• **Document segment**
1. Decarbonization Clauses in Charterparties
In recent years, as part of global efforts to mitigate climate change, more decarbonization clauses have been incorporated into charterparties (particularly time charter parties). These clauses typically establish specific environmental performance standards that shipowners must adhere to during the duration of the charter. Such clauses are part of a wider shift toward greener shipping practices and aim to ensure that vessels operate in line with national and international climate goals.
The key elements that might be included in a decarbonization clause are:
- Compliance with International Regulations: Most decarbonization clauses require shipowners to ensure their vessel complies with the latest international emission standards, such as those set by the International Maritime Organization (IMO). For example, the IMO’s 2020 sulphur cap mandates ships to use fuels with a sulphur content of no more than 0.5%, and its long-term targets include reducing greenhouse gas (GHG) emissions by 50% by 2050 compared to 2008 levels. A breach could occur if the shipowner uses fuel that exceeds these sulphur limits or fails to meet the reduction targets.
- Use of Cleaner Fuels or Emission-Reducing Technologies: As part of the decarbonization efforts, clauses might require the shipowner to utilize low-emission fuels like LNG, biofuels, or ammonia, or adopt technologies like exhaust gas cleaning systems (scrubbers) or carbon capture and storage (CCS) technologies. These measures help to reduce the vessel’s carbon footprint. If a shipowner fails to implement or maintain such technologies, they may be in breach of the charterparty.

• **Object point labels**

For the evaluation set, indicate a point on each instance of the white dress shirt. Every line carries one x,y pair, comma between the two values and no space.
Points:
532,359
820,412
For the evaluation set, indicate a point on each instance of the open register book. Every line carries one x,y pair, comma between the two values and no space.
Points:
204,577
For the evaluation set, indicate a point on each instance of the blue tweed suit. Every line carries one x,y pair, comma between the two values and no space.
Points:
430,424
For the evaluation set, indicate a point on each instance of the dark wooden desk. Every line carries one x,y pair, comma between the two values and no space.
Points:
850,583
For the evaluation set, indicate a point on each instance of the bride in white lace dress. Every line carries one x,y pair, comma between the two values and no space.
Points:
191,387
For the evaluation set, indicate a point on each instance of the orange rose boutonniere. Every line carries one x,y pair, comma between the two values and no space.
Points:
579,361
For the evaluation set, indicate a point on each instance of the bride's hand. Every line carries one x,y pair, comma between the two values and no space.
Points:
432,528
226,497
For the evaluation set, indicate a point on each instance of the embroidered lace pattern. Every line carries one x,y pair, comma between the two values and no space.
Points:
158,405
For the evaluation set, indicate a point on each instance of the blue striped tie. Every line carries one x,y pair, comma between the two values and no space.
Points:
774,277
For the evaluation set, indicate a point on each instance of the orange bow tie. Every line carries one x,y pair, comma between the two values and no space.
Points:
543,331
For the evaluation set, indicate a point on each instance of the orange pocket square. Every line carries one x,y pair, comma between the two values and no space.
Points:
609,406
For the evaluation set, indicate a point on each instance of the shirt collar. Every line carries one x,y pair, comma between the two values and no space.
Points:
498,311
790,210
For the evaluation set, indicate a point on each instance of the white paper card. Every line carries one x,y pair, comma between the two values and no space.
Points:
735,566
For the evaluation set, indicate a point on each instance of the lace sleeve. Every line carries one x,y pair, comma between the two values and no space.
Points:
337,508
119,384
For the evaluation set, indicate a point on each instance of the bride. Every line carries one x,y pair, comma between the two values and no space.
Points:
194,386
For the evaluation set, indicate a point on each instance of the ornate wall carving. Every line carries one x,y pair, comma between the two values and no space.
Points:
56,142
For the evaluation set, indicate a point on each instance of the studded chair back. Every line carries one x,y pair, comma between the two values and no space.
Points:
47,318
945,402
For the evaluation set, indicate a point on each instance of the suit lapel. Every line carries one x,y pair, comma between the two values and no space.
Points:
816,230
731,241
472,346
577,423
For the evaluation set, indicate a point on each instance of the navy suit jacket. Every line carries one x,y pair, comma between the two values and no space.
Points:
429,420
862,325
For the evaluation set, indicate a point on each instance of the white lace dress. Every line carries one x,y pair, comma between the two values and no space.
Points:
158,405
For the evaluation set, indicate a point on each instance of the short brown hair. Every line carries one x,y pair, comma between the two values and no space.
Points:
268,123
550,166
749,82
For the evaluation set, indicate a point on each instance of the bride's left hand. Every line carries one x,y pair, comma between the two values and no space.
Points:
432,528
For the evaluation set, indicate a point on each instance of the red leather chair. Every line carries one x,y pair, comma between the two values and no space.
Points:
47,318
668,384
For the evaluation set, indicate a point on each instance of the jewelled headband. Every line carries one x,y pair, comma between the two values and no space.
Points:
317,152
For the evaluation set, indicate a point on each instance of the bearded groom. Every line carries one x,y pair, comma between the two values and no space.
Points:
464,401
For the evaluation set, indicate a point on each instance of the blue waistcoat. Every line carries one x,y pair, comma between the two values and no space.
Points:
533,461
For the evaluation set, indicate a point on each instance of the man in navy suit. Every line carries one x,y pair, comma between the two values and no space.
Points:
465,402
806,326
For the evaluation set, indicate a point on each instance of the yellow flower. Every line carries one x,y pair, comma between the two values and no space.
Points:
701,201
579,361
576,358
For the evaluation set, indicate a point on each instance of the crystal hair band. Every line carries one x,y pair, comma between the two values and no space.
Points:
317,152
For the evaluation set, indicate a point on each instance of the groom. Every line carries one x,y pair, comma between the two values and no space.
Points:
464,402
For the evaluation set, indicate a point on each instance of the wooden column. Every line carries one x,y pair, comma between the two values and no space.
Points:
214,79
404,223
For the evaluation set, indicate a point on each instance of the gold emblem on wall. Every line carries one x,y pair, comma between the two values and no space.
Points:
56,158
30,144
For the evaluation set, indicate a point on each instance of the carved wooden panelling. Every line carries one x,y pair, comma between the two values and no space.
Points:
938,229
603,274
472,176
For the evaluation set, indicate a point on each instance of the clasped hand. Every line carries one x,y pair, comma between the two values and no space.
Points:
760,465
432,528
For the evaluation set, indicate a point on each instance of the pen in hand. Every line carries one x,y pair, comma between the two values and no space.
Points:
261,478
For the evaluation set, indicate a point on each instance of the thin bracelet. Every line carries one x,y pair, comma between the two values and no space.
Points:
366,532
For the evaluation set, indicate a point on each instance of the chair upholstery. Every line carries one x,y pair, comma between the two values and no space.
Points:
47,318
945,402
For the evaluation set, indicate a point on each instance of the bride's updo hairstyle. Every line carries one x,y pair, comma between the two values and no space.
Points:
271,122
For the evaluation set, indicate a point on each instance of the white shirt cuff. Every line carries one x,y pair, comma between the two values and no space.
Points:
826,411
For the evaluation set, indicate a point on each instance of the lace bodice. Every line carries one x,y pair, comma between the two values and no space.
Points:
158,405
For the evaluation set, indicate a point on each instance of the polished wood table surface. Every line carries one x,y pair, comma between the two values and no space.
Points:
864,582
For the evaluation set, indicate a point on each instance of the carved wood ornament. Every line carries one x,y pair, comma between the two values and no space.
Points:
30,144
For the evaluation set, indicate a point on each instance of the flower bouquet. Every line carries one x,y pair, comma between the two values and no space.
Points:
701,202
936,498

--

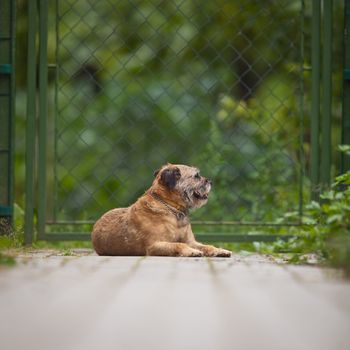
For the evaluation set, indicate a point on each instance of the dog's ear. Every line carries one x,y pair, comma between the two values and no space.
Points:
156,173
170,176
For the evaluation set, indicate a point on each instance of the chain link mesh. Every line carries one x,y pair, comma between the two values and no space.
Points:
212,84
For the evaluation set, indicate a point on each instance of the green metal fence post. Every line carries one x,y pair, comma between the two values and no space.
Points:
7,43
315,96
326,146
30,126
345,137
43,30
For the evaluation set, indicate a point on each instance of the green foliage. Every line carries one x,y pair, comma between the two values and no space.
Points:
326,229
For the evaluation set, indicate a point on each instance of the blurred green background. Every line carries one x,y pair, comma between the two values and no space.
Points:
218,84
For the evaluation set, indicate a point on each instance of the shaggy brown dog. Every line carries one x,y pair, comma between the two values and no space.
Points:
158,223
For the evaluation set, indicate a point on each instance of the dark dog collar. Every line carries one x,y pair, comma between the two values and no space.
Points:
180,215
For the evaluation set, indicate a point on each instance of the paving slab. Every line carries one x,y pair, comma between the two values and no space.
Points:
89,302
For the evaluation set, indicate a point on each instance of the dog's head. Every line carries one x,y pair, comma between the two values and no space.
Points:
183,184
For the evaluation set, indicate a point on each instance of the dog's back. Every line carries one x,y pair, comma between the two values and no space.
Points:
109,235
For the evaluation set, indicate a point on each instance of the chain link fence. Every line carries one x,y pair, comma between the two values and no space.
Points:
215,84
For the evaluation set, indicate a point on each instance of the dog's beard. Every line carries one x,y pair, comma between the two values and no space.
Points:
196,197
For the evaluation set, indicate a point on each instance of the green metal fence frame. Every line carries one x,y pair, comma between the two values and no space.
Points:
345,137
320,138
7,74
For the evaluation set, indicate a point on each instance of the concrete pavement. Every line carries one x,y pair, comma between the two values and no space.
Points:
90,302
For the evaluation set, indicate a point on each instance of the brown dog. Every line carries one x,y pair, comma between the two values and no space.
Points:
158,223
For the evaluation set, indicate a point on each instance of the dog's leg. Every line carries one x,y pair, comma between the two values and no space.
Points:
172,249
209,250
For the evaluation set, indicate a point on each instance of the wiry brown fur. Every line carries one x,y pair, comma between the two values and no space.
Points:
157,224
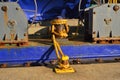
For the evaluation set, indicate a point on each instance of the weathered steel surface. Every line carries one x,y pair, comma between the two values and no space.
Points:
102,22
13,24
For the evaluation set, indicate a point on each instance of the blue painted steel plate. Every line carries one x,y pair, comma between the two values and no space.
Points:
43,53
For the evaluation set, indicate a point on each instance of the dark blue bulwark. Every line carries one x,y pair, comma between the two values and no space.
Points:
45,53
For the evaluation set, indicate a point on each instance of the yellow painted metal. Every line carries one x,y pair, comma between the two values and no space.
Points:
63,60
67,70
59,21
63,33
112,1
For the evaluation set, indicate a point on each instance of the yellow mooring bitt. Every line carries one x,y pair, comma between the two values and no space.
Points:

• **Task statement**
List every low-emission fuel that the text on decarbonization clauses names as one a shipowner might be required to use.

• **Solution below**
LNG, biofuels, ammonia